• Extract to read:
Perceived stress precedes declines in Well-being: A prospective study of stress, well-being, hair cortisol, and low-grade inflammation in hospital employees
Monica T. Jones, Rachael A. Cronin, Mathew D. Marques, Matthias Weigl, Nicolas Rohleder, Linda Becker, Helena C. Kaltenegger, Bradley J. Wright

TL;DR
This study finds that higher perceived stress in hospital employees predicts lower well-being six months later, but not changes in stress or inflammation markers.
Contribution
This is the first prospective study to examine the temporal links between stress, well-being, hair cortisol, and inflammation in hospital employees.
Findings
Increases in perceived stress predicted later decreases in well-being.
No causal links were found between stress or well-being and hair cortisol or C-reactive protein.
Well-being declined for nearly half of participants over six months.

Stored items
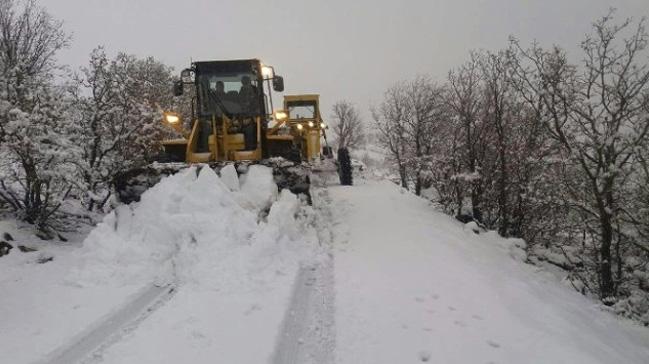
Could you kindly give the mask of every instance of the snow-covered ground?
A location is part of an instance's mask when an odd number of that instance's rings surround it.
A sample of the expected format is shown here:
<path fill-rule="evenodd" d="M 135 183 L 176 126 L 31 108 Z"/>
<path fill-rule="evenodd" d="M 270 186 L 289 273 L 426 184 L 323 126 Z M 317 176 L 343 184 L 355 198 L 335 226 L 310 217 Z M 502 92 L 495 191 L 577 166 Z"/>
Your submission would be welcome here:
<path fill-rule="evenodd" d="M 647 363 L 601 311 L 390 182 L 330 189 L 338 363 Z"/>
<path fill-rule="evenodd" d="M 188 169 L 81 247 L 0 258 L 0 363 L 649 362 L 649 330 L 520 262 L 520 240 L 387 181 L 314 187 L 311 207 L 266 167 L 242 177 Z"/>
<path fill-rule="evenodd" d="M 0 363 L 270 360 L 298 270 L 329 256 L 313 209 L 278 193 L 269 168 L 241 185 L 221 173 L 166 178 L 47 264 L 3 257 Z M 132 303 L 155 287 L 173 296 L 139 319 Z"/>

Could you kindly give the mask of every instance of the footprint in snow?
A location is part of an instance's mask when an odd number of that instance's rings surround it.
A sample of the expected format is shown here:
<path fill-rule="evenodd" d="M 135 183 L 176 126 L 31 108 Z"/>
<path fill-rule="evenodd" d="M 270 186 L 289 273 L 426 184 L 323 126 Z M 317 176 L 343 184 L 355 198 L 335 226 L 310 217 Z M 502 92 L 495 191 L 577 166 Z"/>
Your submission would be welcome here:
<path fill-rule="evenodd" d="M 428 350 L 422 350 L 419 352 L 419 360 L 422 362 L 427 362 L 430 360 L 431 353 Z"/>
<path fill-rule="evenodd" d="M 487 340 L 487 344 L 489 344 L 489 346 L 491 346 L 492 348 L 496 348 L 496 349 L 500 347 L 500 344 L 491 340 Z"/>

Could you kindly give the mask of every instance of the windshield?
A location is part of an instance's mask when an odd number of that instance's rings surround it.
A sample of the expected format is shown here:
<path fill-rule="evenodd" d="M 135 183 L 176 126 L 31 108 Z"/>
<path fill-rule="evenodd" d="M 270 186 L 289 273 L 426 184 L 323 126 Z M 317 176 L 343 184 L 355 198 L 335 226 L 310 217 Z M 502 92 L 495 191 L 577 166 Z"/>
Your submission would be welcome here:
<path fill-rule="evenodd" d="M 315 102 L 313 101 L 291 102 L 287 106 L 291 119 L 315 119 Z"/>
<path fill-rule="evenodd" d="M 198 109 L 201 115 L 255 116 L 263 98 L 256 77 L 250 72 L 198 75 Z"/>

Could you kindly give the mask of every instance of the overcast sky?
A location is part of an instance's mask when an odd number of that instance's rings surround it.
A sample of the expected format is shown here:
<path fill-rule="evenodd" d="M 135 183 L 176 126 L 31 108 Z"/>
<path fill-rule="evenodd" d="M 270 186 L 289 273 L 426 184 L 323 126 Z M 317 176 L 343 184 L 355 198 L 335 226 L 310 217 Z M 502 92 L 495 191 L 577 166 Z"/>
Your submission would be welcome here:
<path fill-rule="evenodd" d="M 369 117 L 384 90 L 417 74 L 443 80 L 469 50 L 509 35 L 575 50 L 608 8 L 649 16 L 649 0 L 41 0 L 72 33 L 59 55 L 78 67 L 97 45 L 154 56 L 178 72 L 190 59 L 259 58 L 287 93 L 319 93 Z M 574 55 L 578 55 L 573 52 Z"/>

• Work order 1: In the study summary, what share of participants saw their well-being decline over six months?
• Work order 2: Extract the part of the study summary that begins at the words "Perceived stress precedes" and stops after "decreases in well-being.".

• Exercise solution 1: Nearly half of the participants.

• Exercise solution 2:
Perceived stress precedes declines in Well-being: A prospective study of stress, well-being, hair cortisol, and low-grade inflammation in hospital employees
Monica T. Jones, Rachael A. Cronin, Mathew D. Marques, Matthias Weigl, Nicolas Rohleder, Linda Becker, Helena C. Kaltenegger, Bradley J. Wright

TL;DR
This study finds that higher perceived stress in hospital employees predicts lower well-being six months later, but not changes in stress or inflammation markers.
Contribution
This is the first prospective study to examine the temporal links between stress, well-being, hair cortisol, and inflammation in hospital employees.
Findings
Increases in perceived stress predicted later decreases in well-being.